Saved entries

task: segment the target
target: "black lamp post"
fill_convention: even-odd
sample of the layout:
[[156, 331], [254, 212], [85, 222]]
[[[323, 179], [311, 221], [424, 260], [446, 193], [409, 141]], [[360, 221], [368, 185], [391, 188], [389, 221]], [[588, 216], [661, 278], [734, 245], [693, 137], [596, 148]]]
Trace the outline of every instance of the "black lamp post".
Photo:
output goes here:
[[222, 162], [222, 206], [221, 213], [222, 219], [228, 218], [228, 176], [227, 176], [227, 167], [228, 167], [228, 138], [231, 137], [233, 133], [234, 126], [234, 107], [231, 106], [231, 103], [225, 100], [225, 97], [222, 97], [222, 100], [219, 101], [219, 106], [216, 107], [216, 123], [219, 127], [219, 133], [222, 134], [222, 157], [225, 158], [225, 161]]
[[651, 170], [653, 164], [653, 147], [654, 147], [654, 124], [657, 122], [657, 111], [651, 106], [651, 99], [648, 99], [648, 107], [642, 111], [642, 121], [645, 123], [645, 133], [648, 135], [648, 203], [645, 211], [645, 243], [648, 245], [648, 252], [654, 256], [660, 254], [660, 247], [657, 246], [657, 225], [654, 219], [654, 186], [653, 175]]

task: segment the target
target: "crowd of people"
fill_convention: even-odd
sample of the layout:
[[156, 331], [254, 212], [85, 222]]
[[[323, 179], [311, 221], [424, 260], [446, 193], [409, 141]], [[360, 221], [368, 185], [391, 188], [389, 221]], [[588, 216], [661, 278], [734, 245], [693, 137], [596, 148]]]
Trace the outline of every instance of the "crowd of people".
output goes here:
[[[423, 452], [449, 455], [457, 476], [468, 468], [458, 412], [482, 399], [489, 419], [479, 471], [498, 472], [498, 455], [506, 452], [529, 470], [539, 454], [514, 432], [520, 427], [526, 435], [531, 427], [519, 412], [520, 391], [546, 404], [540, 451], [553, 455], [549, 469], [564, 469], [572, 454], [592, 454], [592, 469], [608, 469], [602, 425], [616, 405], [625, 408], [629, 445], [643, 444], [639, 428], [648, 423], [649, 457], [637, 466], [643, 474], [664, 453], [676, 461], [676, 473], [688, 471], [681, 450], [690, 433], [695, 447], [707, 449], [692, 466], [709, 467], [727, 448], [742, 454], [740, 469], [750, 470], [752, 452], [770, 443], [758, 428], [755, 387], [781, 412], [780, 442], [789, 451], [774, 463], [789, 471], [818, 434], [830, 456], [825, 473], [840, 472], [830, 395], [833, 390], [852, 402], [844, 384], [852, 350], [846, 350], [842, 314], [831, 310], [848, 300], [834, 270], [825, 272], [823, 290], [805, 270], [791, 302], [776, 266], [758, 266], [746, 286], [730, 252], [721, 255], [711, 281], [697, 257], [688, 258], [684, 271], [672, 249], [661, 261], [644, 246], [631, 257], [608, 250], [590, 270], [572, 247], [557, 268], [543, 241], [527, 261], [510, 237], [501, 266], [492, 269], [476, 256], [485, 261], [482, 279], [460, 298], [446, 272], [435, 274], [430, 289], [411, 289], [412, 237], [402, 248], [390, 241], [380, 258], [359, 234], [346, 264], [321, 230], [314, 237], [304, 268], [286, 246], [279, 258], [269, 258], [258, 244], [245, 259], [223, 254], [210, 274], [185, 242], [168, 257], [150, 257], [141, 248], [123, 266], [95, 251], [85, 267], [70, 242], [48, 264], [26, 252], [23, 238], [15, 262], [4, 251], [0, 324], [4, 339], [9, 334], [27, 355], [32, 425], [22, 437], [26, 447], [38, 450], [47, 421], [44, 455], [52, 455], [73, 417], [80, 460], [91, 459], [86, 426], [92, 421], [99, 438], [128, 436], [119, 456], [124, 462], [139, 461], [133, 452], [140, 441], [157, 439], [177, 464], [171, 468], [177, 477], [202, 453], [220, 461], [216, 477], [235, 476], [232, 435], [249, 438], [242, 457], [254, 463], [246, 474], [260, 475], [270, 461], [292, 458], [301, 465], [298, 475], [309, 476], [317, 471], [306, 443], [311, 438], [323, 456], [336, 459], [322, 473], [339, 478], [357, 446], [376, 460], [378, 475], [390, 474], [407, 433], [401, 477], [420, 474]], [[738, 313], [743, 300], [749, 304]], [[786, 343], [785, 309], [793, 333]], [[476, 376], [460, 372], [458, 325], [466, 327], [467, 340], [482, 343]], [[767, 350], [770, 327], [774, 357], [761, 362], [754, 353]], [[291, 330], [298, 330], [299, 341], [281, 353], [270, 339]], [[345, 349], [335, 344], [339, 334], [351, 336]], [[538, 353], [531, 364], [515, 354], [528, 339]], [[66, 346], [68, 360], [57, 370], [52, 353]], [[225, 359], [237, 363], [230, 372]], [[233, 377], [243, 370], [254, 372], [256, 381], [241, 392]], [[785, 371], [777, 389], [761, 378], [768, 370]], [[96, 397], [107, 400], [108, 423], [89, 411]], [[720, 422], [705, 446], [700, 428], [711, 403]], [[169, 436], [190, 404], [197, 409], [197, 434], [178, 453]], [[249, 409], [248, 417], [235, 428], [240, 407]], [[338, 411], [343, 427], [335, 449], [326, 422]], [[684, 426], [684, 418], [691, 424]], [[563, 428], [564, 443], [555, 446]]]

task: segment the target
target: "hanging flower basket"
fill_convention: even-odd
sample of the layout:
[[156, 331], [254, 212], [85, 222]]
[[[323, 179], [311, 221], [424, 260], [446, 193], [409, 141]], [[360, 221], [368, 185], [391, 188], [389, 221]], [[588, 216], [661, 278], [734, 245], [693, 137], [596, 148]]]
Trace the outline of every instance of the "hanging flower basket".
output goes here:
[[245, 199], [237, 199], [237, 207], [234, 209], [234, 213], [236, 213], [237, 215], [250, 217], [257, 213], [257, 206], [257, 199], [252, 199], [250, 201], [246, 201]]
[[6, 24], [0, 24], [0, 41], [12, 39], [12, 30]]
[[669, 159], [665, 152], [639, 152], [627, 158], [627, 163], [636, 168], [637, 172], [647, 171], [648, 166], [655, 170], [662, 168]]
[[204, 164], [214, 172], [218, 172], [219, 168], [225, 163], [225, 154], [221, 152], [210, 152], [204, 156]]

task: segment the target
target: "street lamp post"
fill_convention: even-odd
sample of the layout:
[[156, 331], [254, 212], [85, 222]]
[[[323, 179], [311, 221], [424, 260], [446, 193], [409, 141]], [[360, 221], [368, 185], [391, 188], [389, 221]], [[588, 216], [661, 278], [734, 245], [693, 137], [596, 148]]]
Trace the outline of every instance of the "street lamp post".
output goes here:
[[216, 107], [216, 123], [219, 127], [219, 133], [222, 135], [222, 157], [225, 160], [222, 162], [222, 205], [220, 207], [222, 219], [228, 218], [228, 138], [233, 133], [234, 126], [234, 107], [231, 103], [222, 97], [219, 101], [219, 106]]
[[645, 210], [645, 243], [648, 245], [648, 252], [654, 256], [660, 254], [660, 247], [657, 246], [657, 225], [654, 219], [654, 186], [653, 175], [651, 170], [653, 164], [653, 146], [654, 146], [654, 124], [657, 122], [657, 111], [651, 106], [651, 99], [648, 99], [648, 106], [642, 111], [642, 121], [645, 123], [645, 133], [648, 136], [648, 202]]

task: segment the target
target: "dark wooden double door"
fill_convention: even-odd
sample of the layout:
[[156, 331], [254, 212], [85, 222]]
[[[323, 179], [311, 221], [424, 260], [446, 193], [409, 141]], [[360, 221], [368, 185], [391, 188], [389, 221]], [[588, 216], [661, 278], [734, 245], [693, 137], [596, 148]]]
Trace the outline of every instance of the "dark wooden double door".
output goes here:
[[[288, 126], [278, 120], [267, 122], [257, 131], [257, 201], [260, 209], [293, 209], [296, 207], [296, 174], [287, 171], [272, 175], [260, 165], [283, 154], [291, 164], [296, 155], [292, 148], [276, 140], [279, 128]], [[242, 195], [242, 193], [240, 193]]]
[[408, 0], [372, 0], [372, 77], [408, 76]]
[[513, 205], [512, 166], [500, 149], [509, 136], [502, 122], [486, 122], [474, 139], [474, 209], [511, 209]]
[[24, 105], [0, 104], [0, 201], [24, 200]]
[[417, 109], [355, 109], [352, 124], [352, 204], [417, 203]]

* **TASK GOAL**
Copy the lines that hold the word "dark". Take them from the records above.

* **RESULT**
target: "dark wooden double door"
Trace the outline of every instance of the "dark wooden double door".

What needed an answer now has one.